AIM — Reproduce the material from its opening line through the line containing "column 281, row 457", substituting "walking pole" for each "ski pole" and changing nothing else. Leave the pictures out.

Pointing dataset records:
++++++++++++++++++++
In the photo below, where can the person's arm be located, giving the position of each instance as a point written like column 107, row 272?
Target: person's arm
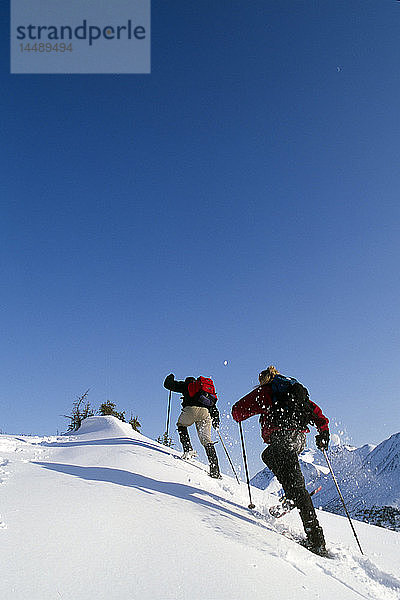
column 175, row 386
column 256, row 402
column 214, row 414
column 322, row 424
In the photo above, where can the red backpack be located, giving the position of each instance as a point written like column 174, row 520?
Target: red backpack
column 203, row 391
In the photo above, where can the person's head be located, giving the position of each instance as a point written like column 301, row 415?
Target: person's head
column 267, row 375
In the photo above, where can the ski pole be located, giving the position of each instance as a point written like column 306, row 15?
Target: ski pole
column 168, row 413
column 341, row 497
column 229, row 458
column 251, row 505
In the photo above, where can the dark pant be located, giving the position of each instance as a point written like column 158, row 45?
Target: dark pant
column 281, row 457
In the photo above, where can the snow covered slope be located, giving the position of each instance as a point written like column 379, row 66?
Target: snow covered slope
column 369, row 478
column 109, row 514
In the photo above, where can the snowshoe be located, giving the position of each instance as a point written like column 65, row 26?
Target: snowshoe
column 189, row 454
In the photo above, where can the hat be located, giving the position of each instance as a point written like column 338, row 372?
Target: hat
column 267, row 374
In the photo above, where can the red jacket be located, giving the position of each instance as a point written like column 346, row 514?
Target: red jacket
column 259, row 402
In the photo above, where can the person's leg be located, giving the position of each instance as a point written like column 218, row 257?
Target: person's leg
column 282, row 459
column 186, row 418
column 203, row 426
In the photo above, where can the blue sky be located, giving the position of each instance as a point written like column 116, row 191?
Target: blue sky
column 239, row 204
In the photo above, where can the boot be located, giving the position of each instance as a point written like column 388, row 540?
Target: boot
column 185, row 439
column 213, row 460
column 315, row 536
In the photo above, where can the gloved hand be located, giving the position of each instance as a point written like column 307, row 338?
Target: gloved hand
column 215, row 421
column 322, row 440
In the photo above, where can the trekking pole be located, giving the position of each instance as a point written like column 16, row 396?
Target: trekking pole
column 229, row 458
column 251, row 505
column 341, row 497
column 168, row 414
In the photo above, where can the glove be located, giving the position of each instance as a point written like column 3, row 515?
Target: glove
column 215, row 421
column 169, row 380
column 322, row 440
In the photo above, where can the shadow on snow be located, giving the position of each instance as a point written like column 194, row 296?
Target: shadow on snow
column 150, row 486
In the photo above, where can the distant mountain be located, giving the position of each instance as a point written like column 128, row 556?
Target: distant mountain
column 369, row 478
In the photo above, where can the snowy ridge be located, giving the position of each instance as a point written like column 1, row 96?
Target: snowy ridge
column 369, row 478
column 109, row 514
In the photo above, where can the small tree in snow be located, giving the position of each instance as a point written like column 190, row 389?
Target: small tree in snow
column 134, row 422
column 108, row 409
column 81, row 409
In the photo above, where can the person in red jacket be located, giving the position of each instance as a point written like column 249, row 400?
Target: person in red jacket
column 284, row 427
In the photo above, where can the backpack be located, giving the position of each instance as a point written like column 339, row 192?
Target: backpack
column 203, row 391
column 291, row 406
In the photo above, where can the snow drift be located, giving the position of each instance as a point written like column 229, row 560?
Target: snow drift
column 110, row 514
column 369, row 478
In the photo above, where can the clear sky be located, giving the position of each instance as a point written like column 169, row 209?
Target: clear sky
column 239, row 204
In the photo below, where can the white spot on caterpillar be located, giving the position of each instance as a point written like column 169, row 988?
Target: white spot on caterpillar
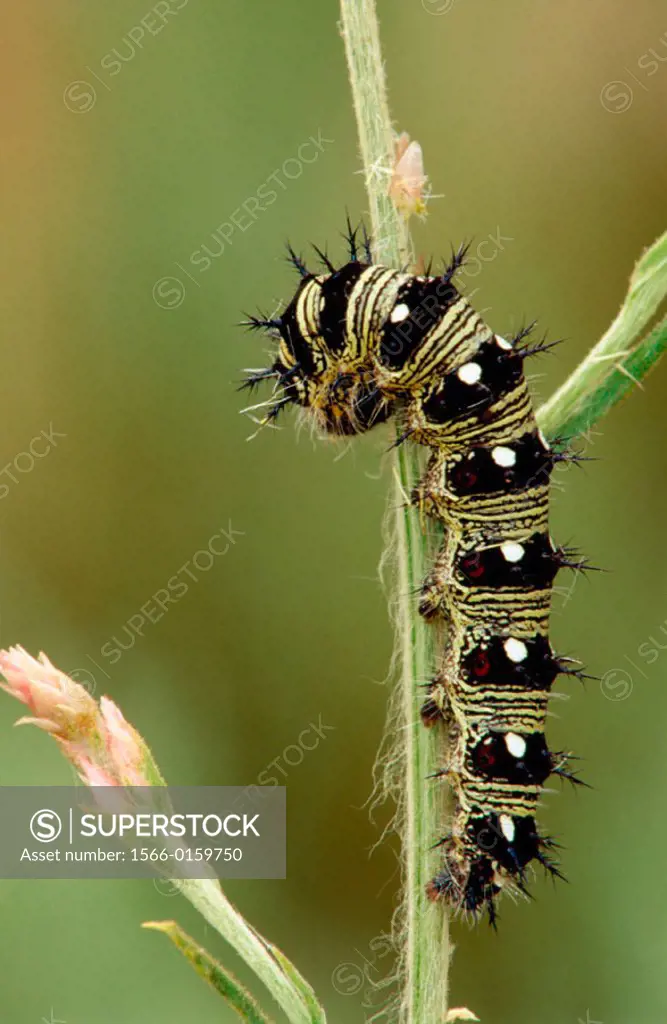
column 469, row 373
column 515, row 650
column 507, row 826
column 515, row 744
column 511, row 551
column 503, row 456
column 543, row 440
column 400, row 312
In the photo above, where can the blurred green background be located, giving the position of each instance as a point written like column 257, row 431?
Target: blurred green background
column 542, row 122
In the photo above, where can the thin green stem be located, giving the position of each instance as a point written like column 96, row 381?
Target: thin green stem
column 426, row 952
column 620, row 359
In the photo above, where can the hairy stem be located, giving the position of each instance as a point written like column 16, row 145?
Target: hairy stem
column 620, row 358
column 426, row 953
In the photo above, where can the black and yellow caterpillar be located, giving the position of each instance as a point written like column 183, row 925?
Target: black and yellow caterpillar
column 359, row 343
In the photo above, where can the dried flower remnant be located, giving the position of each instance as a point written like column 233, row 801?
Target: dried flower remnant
column 408, row 184
column 103, row 748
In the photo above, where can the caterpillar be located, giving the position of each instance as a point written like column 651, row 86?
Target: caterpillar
column 358, row 344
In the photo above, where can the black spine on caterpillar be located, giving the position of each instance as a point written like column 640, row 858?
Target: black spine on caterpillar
column 358, row 343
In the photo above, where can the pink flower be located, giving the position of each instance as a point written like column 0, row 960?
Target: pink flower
column 103, row 748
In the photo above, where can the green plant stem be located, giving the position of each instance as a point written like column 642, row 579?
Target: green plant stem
column 291, row 991
column 592, row 389
column 620, row 358
column 207, row 967
column 426, row 953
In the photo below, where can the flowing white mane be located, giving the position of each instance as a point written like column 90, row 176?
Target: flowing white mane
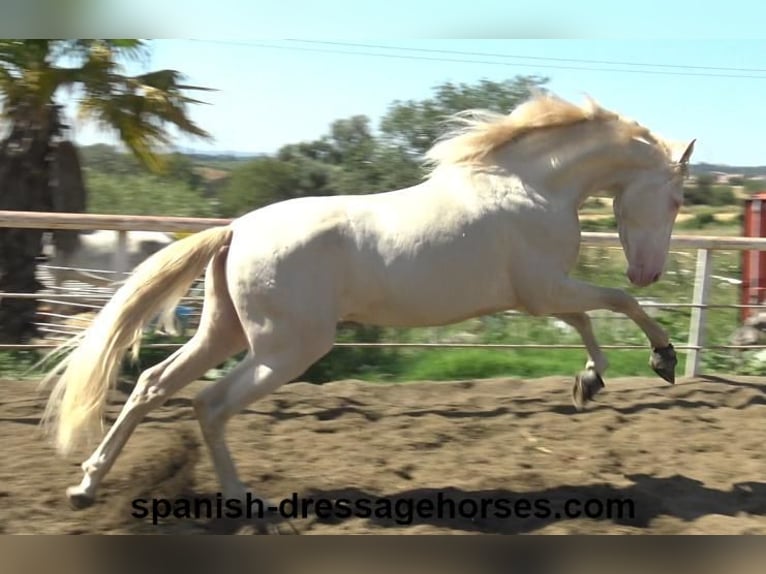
column 477, row 133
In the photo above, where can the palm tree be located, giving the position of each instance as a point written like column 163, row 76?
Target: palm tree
column 39, row 167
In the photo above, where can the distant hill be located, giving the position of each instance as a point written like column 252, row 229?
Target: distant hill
column 747, row 171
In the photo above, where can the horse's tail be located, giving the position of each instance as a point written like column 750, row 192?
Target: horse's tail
column 76, row 406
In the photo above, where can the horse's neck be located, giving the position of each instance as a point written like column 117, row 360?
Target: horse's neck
column 570, row 164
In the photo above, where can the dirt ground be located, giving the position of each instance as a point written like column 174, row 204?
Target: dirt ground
column 689, row 457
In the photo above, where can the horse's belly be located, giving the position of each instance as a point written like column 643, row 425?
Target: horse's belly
column 431, row 302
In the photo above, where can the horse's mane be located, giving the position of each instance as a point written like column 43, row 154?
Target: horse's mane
column 477, row 133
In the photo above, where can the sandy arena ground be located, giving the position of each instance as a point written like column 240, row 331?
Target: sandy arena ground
column 690, row 457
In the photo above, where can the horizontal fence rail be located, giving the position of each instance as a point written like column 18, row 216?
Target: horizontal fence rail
column 121, row 224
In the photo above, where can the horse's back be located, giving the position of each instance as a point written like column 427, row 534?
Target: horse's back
column 411, row 256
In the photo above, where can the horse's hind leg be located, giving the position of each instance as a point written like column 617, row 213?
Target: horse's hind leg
column 589, row 382
column 218, row 337
column 278, row 357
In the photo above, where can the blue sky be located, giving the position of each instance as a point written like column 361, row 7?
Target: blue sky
column 273, row 92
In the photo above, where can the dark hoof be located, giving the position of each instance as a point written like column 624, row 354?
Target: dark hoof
column 587, row 385
column 663, row 362
column 79, row 501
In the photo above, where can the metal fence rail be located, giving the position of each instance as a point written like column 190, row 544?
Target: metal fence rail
column 90, row 297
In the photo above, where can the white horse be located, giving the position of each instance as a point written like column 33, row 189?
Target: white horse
column 493, row 227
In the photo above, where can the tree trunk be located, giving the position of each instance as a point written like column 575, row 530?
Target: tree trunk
column 25, row 168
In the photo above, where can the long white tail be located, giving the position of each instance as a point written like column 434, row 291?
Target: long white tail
column 75, row 409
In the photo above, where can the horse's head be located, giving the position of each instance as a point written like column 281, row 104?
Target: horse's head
column 645, row 210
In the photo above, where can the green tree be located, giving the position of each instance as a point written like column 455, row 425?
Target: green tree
column 259, row 182
column 37, row 172
column 414, row 125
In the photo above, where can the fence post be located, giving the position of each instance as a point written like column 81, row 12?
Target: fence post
column 120, row 256
column 699, row 312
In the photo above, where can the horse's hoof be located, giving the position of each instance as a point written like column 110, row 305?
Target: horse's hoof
column 663, row 362
column 587, row 384
column 78, row 500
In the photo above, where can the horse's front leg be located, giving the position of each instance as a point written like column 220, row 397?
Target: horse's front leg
column 590, row 381
column 571, row 297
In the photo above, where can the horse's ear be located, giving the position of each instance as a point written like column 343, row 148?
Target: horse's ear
column 688, row 153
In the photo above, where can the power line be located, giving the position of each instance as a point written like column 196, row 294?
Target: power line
column 517, row 56
column 493, row 63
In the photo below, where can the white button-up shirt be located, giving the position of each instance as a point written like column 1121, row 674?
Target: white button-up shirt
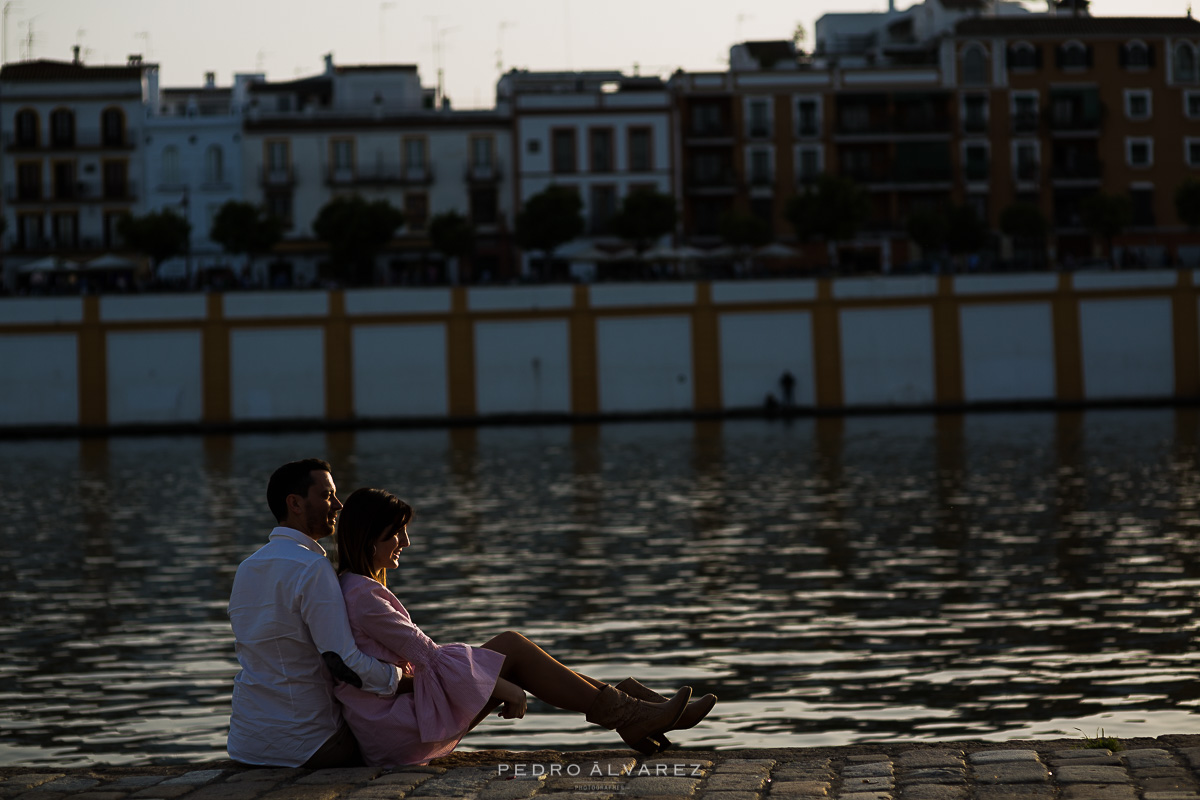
column 286, row 609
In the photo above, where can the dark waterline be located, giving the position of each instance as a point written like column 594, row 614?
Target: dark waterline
column 833, row 579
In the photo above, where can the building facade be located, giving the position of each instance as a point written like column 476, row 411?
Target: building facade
column 192, row 166
column 603, row 134
column 71, row 161
column 373, row 131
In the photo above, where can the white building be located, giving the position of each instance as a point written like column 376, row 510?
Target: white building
column 603, row 133
column 375, row 131
column 71, row 164
column 895, row 37
column 192, row 151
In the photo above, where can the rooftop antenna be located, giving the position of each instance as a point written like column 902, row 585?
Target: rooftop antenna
column 742, row 18
column 567, row 32
column 499, row 44
column 4, row 30
column 383, row 7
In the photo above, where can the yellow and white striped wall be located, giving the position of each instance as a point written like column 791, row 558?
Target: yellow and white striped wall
column 462, row 353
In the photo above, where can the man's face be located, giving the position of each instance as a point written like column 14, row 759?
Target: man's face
column 321, row 505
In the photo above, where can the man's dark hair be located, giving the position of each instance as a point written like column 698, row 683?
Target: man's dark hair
column 293, row 477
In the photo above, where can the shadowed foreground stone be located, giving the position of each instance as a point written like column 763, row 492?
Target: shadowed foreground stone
column 1167, row 768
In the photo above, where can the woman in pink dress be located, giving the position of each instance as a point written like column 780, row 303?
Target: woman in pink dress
column 454, row 686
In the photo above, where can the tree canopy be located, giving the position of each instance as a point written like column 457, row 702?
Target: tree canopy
column 243, row 228
column 1107, row 216
column 451, row 234
column 834, row 209
column 355, row 230
column 645, row 216
column 550, row 218
column 743, row 229
column 159, row 234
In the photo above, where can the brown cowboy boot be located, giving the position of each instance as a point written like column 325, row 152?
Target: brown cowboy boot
column 637, row 722
column 691, row 716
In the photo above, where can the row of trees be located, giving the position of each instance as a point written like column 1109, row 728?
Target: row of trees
column 832, row 210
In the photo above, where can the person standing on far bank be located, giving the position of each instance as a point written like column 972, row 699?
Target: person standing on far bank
column 292, row 635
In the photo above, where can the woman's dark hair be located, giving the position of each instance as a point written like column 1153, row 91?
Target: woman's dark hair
column 293, row 477
column 366, row 515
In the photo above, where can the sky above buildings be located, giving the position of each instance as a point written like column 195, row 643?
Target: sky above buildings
column 467, row 38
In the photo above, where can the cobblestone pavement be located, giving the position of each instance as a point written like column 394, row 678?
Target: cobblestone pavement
column 1167, row 768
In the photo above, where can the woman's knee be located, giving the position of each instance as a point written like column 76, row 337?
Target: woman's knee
column 509, row 642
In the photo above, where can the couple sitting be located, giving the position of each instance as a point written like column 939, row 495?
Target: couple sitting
column 335, row 673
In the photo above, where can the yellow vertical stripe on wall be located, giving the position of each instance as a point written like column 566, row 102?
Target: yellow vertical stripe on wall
column 1068, row 350
column 339, row 360
column 585, row 382
column 947, row 344
column 827, row 348
column 460, row 356
column 706, row 352
column 93, row 366
column 217, row 401
column 1187, row 337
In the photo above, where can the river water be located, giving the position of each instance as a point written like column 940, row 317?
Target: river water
column 990, row 576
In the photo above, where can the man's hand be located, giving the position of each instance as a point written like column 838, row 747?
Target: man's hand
column 339, row 669
column 513, row 697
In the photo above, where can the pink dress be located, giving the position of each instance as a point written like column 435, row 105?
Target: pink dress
column 451, row 683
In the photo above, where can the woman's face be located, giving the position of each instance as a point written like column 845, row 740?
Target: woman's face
column 387, row 554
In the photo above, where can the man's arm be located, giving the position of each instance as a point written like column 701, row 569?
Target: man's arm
column 323, row 611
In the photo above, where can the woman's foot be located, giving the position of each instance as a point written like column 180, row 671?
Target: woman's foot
column 640, row 723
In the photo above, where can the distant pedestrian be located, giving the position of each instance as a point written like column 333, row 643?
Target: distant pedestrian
column 787, row 385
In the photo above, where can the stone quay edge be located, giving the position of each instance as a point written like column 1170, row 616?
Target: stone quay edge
column 1167, row 768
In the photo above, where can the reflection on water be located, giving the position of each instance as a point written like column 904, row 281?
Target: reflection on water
column 834, row 581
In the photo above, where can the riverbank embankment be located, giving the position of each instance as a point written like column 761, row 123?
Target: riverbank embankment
column 1167, row 768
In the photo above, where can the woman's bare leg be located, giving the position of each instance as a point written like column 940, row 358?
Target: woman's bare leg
column 540, row 674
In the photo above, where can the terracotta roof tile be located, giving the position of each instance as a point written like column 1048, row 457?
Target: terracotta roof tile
column 1107, row 26
column 43, row 70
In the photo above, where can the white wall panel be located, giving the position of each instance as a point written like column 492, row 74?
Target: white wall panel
column 163, row 306
column 243, row 305
column 522, row 367
column 520, row 298
column 277, row 374
column 396, row 301
column 41, row 310
column 1008, row 352
column 887, row 356
column 1023, row 282
column 400, row 371
column 643, row 364
column 906, row 286
column 40, row 379
column 755, row 352
column 607, row 295
column 1137, row 280
column 763, row 290
column 155, row 377
column 1128, row 348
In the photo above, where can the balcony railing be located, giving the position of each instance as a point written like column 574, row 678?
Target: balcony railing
column 125, row 140
column 977, row 172
column 1029, row 172
column 1090, row 169
column 720, row 179
column 277, row 176
column 1025, row 122
column 709, row 131
column 483, row 173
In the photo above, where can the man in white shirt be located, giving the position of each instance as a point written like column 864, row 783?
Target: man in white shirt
column 289, row 620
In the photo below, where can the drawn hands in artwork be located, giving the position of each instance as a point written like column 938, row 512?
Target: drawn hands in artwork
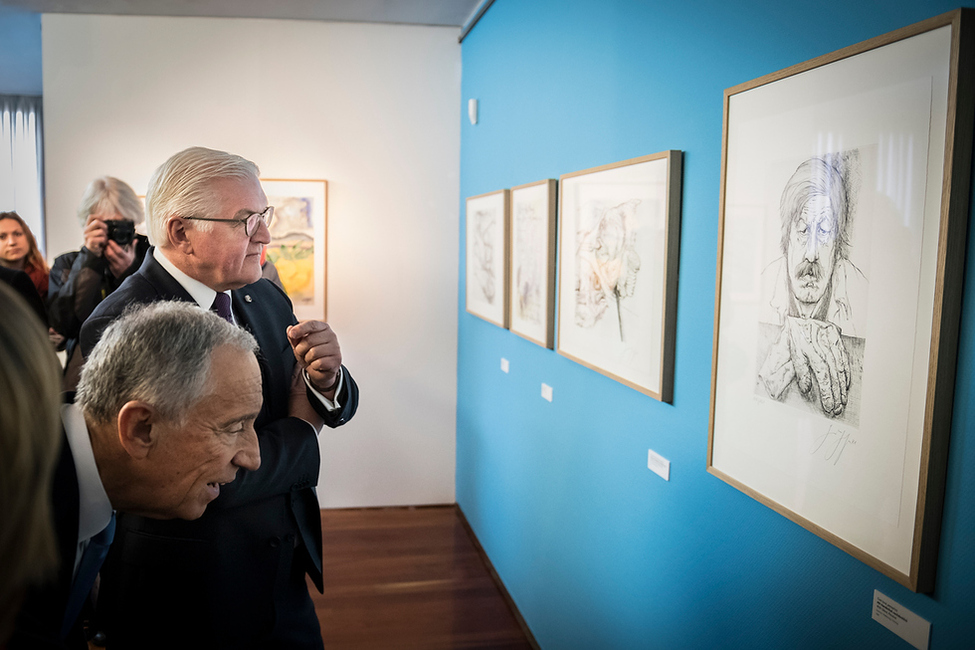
column 607, row 265
column 811, row 352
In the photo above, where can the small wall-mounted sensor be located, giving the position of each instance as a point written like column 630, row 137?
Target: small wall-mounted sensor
column 546, row 392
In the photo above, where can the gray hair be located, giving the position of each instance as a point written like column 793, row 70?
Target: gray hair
column 181, row 188
column 159, row 354
column 108, row 194
column 816, row 177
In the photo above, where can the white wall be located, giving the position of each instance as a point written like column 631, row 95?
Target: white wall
column 374, row 109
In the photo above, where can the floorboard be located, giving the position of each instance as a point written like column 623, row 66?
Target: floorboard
column 409, row 578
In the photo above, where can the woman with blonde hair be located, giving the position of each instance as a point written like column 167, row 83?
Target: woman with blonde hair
column 18, row 251
column 30, row 439
column 109, row 212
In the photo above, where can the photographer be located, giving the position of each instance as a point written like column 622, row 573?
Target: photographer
column 109, row 212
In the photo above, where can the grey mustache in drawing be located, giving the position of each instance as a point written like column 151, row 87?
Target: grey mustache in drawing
column 808, row 338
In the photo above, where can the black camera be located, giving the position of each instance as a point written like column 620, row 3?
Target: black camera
column 121, row 231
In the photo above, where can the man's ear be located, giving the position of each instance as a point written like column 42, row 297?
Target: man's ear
column 178, row 235
column 135, row 422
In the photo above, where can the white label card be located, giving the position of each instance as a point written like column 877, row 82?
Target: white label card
column 902, row 622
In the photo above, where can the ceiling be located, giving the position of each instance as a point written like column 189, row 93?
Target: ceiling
column 453, row 13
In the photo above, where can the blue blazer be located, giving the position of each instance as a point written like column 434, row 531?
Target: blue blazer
column 220, row 578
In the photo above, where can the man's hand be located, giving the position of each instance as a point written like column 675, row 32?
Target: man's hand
column 817, row 349
column 298, row 404
column 316, row 348
column 119, row 258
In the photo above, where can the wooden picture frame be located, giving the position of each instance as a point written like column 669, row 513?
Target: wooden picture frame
column 299, row 244
column 487, row 249
column 844, row 208
column 619, row 239
column 532, row 261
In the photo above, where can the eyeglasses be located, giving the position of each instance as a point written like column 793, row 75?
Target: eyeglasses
column 250, row 222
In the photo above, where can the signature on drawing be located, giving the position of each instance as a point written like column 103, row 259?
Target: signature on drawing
column 833, row 443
++++++++++++++++++++
EXERCISE OUTPUT —
In the photo below, where can the person's arm be located, giving the position of each instance as a point written like column 107, row 272?
Target: person's arm
column 175, row 386
column 256, row 402
column 214, row 414
column 322, row 424
In the photo above, where can the red backpack be located, giving the position of each instance as a point written like column 174, row 520?
Target: red backpack
column 203, row 391
In the photo above, where can the person's head be located, giving the position of each instance as a point written like column 301, row 415?
Target: person's head
column 267, row 375
In the photo above, where can the walking pole be located, giving the position of each instance as a point written like column 306, row 15?
Target: walking pole
column 168, row 413
column 341, row 497
column 229, row 458
column 251, row 505
In the photo above, where can the dark pant be located, giving the position of each instance as a point written like column 158, row 45?
Target: dark pant
column 281, row 457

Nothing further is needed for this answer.